WORK TO COMPLETE: Please give only the number of lines in the items below that contain the word "bunk".

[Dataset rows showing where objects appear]
****************************************

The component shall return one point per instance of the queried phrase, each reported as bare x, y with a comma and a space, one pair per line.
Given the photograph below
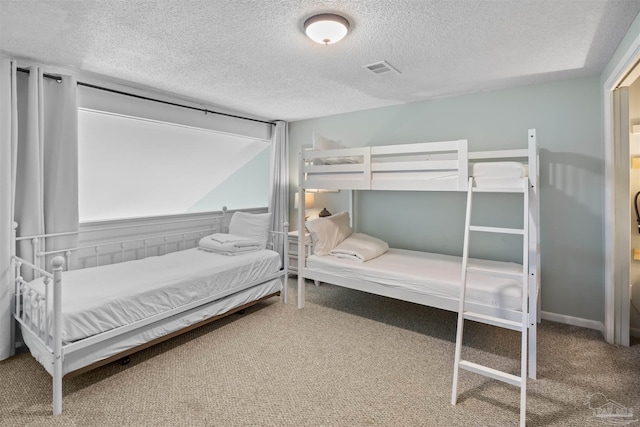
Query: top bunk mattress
502, 174
429, 274
98, 299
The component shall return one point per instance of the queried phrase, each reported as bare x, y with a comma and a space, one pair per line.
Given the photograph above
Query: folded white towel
236, 241
360, 247
228, 244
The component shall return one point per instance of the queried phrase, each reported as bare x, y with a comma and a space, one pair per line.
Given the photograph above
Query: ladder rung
490, 372
496, 273
499, 189
491, 320
497, 230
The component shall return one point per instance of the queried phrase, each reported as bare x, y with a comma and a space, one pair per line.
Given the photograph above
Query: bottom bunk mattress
429, 274
98, 299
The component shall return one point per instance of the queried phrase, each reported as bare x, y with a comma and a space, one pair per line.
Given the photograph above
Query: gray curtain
8, 151
279, 197
47, 162
38, 172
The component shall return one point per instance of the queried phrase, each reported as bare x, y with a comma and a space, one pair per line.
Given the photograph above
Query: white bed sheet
116, 345
95, 300
486, 174
429, 274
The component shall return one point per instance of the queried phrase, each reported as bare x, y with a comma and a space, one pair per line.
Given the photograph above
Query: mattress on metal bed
113, 346
429, 274
98, 299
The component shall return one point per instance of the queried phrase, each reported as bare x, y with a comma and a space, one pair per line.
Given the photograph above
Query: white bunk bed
509, 297
77, 320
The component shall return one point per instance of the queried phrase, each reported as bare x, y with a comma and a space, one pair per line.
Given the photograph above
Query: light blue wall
567, 117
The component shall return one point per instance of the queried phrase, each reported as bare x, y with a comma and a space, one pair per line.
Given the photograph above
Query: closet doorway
622, 158
628, 121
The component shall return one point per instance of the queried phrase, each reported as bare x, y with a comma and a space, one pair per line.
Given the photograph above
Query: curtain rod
204, 110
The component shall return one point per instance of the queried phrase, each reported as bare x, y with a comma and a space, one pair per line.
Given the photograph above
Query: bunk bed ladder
521, 326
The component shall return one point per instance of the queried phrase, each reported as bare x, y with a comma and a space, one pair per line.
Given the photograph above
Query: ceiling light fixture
326, 28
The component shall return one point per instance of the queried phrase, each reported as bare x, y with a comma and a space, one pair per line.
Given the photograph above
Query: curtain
47, 162
38, 172
8, 150
279, 197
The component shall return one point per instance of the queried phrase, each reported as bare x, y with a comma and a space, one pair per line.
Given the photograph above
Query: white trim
573, 321
610, 82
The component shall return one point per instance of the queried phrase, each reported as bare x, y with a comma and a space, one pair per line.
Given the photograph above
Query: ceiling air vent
381, 68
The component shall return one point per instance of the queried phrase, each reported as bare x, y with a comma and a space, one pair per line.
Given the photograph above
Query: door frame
614, 292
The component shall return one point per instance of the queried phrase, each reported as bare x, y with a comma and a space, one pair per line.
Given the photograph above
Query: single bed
77, 320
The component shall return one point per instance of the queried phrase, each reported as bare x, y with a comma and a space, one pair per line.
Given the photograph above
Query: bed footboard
40, 315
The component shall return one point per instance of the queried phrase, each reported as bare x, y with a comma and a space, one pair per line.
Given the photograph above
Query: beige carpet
347, 359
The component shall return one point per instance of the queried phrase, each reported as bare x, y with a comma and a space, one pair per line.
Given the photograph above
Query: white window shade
103, 100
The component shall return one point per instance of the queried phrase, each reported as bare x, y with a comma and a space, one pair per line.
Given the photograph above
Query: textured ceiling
252, 55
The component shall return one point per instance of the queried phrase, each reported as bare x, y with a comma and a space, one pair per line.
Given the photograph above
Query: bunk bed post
57, 263
301, 227
352, 209
534, 251
224, 220
463, 165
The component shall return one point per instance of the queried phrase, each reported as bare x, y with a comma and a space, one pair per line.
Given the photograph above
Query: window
136, 167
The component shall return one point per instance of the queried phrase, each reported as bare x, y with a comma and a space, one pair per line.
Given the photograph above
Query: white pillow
322, 143
328, 232
251, 226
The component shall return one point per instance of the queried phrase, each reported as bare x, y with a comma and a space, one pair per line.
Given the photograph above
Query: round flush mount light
326, 28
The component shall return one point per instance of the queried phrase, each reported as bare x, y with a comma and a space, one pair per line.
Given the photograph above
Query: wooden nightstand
292, 248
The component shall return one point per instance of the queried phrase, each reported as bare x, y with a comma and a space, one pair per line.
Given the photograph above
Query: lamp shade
326, 28
308, 200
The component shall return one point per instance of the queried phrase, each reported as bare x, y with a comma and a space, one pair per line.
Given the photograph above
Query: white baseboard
574, 321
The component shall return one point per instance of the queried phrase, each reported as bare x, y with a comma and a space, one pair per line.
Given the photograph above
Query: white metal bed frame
51, 341
448, 156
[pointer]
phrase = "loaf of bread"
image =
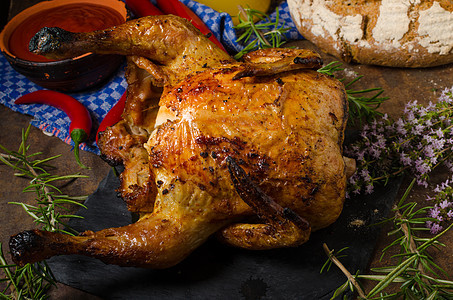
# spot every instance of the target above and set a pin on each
(396, 33)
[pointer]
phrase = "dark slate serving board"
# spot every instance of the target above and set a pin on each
(216, 271)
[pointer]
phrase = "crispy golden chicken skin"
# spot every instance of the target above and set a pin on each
(250, 151)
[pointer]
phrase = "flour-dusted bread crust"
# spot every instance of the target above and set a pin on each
(396, 33)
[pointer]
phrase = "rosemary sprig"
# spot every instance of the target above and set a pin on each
(416, 273)
(363, 104)
(260, 35)
(362, 107)
(32, 280)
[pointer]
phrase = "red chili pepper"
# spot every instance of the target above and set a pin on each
(175, 7)
(80, 126)
(113, 116)
(143, 8)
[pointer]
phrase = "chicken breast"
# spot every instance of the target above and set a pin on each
(250, 151)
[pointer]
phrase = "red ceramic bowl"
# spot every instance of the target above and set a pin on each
(68, 75)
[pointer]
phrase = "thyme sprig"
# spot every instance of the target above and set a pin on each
(262, 34)
(32, 280)
(415, 145)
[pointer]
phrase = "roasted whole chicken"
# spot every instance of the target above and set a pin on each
(250, 151)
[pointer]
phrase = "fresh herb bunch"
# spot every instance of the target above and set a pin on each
(415, 274)
(260, 35)
(417, 143)
(362, 107)
(32, 280)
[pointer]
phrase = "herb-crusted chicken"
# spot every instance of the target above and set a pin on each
(249, 151)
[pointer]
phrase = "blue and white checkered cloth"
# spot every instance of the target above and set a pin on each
(99, 101)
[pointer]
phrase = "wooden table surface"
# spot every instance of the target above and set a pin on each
(401, 85)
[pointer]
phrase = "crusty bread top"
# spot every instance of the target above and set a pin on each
(420, 31)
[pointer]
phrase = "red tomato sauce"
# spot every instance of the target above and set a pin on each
(84, 17)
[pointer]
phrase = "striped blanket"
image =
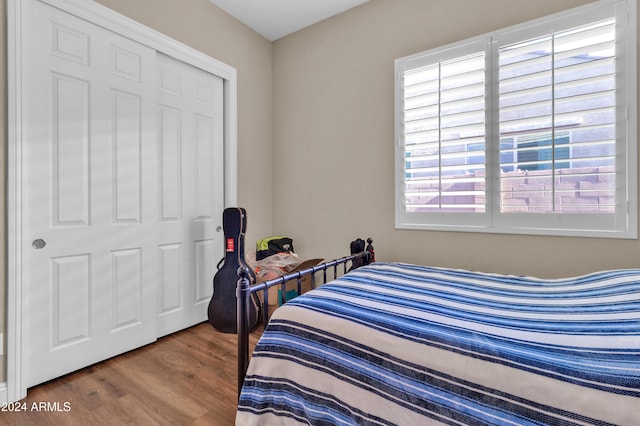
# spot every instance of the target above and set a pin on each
(410, 345)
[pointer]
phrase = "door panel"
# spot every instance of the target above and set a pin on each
(90, 194)
(190, 133)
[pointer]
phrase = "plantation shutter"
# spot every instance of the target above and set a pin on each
(444, 128)
(557, 122)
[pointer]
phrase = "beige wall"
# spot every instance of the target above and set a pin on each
(202, 26)
(333, 135)
(315, 115)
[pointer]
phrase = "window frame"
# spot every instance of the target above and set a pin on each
(622, 223)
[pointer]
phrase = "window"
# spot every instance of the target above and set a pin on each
(531, 129)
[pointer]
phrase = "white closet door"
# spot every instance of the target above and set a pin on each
(90, 200)
(191, 136)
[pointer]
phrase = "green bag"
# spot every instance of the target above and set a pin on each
(273, 245)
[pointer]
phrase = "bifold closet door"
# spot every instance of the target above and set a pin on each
(89, 226)
(190, 130)
(122, 192)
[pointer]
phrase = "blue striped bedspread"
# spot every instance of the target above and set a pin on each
(402, 344)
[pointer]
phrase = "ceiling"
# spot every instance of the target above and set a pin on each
(274, 19)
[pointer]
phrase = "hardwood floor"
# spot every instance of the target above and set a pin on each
(188, 378)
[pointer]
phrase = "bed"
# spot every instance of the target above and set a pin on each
(394, 343)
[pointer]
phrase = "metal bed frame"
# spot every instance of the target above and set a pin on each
(245, 291)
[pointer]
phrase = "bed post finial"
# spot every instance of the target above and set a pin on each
(371, 250)
(243, 293)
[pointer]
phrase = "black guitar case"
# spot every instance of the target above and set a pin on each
(223, 306)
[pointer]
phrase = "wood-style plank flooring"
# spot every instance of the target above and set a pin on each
(188, 378)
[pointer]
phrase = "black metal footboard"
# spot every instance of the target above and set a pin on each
(245, 291)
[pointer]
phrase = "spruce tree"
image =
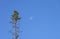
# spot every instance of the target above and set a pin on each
(15, 32)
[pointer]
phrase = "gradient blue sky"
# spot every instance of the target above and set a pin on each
(40, 18)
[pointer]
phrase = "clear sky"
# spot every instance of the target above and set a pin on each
(40, 18)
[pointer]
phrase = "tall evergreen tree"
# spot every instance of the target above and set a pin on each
(15, 32)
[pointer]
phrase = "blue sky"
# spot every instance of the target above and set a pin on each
(40, 18)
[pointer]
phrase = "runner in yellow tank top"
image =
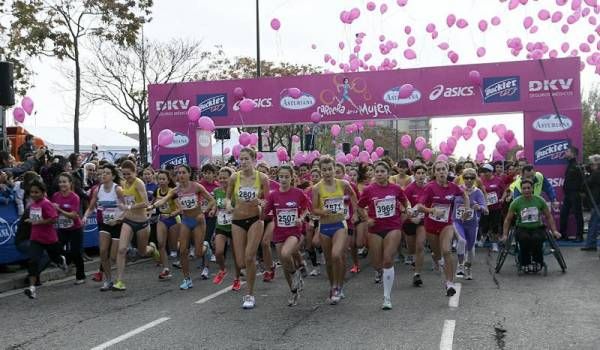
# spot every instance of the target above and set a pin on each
(328, 204)
(245, 197)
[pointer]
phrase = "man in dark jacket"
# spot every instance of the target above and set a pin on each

****************************************

RESULT: 5